■ Provided passage ■
The city is also still fighting the state’s 2016 attempt to wrest control of Jackson’s airport. Mayor Chokwe Antar Lumumba said during a recent Mayoral debate,   that during a conversation with Lt. Gov. Delbert Hosemann, the state Senate leader who lives in the white pocket of northeast Jackson, the lieutenant governor asked the mayor to “give me my airport” in exchange for infrastructure funding.

This ongoing tension is the backdrop for the city’s current crisis.

Academics who have studied government water systems recommend they regionalize in order to spread costs among struggling cities and more affluent suburbs. There’s just one recurring hitch to securing such an agreement: “Racism makes all of this so much harder,” Teodoro said.

“These would be hard problems, but we could solve them if it wasn’t for racism.”

The history of racial conflict, Teodoro explained, creates a scenario where Black residents of the city fear losing control of their services to the same people who have systematically oppressed them. And white residents of the suburbs, who chalk the city’s problems up to incompetence, don’t feel responsible to help.

In the Jackson metro, not only is regionalization a tough sell, there are examples of the opposite happening. West Rankin Utility Authority recently splintered off to build its own wastewater treatment facility to become independent from Jackson’s Savannah Street Wastewater Treatment Plant.

■ Work required ■
List every person the passage on Jackson's water troubles names. Rely only on the passage when answering.

■ Entries supplied ■
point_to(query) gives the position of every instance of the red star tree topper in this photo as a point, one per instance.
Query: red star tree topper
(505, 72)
==
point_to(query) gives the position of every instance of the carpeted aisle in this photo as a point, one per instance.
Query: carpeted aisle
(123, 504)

■ Exercise result ■
Chokwe Antar Lumumba, Delbert Hosemann, Teodoro